▸ **Data records**:
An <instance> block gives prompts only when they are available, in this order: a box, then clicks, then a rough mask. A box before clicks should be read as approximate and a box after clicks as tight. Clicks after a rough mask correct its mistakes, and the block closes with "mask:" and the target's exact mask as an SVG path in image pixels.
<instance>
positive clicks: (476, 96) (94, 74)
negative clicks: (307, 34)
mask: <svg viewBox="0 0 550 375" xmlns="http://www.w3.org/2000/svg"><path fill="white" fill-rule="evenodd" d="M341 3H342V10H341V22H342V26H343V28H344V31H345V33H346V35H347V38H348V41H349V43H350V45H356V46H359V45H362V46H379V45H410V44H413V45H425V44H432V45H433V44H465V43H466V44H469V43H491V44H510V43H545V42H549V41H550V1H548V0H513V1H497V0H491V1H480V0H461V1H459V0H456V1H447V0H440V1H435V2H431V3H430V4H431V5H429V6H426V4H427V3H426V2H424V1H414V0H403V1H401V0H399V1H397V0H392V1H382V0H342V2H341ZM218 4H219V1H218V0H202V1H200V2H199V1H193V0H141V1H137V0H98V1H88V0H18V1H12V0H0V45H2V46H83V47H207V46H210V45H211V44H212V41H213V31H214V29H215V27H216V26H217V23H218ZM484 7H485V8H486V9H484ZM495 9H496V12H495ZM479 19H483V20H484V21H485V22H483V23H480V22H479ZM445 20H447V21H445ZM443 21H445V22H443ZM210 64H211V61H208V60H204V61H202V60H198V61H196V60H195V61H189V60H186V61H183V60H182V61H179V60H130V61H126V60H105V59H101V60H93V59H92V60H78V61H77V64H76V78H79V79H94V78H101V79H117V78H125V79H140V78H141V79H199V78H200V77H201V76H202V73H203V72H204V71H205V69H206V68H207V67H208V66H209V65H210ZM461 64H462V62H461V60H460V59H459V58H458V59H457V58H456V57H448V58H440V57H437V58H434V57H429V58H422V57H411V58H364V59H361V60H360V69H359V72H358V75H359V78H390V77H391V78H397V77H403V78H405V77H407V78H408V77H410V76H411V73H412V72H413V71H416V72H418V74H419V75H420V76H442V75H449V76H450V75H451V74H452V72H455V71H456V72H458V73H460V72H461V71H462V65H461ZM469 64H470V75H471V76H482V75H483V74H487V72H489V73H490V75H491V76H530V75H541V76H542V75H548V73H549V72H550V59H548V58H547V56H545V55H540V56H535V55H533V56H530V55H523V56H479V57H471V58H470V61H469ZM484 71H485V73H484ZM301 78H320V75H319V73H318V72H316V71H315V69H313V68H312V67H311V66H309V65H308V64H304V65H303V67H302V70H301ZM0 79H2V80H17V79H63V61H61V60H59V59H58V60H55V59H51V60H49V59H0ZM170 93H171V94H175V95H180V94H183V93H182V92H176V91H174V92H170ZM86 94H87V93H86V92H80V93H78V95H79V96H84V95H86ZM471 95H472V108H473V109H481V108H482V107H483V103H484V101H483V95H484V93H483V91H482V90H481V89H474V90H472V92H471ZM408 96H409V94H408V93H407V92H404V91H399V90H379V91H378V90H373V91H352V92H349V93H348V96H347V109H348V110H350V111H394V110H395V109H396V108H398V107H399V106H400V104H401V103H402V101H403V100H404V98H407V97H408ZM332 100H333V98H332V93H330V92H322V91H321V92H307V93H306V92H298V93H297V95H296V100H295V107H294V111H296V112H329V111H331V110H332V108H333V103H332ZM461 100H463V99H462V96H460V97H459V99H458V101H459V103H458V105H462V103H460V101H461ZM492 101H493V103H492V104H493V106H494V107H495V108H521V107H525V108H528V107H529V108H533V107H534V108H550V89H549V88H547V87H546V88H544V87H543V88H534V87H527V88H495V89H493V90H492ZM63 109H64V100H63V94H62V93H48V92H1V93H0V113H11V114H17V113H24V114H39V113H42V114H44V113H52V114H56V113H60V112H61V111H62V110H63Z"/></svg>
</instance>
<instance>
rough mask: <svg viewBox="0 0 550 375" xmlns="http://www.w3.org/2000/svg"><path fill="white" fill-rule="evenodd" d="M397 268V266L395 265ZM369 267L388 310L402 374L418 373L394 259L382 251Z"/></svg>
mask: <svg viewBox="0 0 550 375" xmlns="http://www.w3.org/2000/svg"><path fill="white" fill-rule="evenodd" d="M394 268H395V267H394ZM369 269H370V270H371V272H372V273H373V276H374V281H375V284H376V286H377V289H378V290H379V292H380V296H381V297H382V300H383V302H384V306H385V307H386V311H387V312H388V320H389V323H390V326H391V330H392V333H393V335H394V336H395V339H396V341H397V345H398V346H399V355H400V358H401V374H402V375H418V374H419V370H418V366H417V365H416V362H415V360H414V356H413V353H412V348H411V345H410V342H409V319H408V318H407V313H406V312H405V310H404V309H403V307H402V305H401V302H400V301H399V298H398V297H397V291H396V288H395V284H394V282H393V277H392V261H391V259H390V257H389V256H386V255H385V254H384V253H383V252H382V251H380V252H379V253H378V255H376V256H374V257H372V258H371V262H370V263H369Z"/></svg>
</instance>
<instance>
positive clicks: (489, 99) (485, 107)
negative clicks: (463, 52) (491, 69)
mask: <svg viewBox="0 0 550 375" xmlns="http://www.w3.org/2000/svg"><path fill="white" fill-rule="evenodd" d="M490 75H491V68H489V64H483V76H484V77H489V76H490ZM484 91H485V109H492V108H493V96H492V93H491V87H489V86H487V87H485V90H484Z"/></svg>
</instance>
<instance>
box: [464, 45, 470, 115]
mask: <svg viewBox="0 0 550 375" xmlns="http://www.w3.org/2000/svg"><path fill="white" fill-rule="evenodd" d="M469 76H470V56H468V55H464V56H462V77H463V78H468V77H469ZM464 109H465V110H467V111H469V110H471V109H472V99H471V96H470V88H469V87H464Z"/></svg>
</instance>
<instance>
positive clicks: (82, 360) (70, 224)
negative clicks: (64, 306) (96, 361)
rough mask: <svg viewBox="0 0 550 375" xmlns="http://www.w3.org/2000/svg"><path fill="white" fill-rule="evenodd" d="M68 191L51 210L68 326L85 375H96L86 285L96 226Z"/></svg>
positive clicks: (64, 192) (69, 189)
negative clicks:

▸ **Work instruction**:
Gather every line of the items above that contains the word "clicks" and copy each one out in full. Case counts.

▸ **Answer to the exercise**:
An <instance> block gives prompts only when they are available, in this order: a box, then clicks, then a rough mask. A box before clicks should be read as approximate and a box after clicks as tight. Clicks after a rough mask correct its mistakes, and the block closes with "mask:" and the target's exact mask as an SVG path in image pixels.
positive clicks: (476, 96) (94, 74)
negative clicks: (307, 34)
positive clicks: (489, 99) (485, 107)
negative clicks: (463, 52) (491, 69)
positive clicks: (82, 360) (70, 224)
negative clicks: (64, 306) (96, 361)
positive clicks: (64, 192) (69, 189)
negative clicks:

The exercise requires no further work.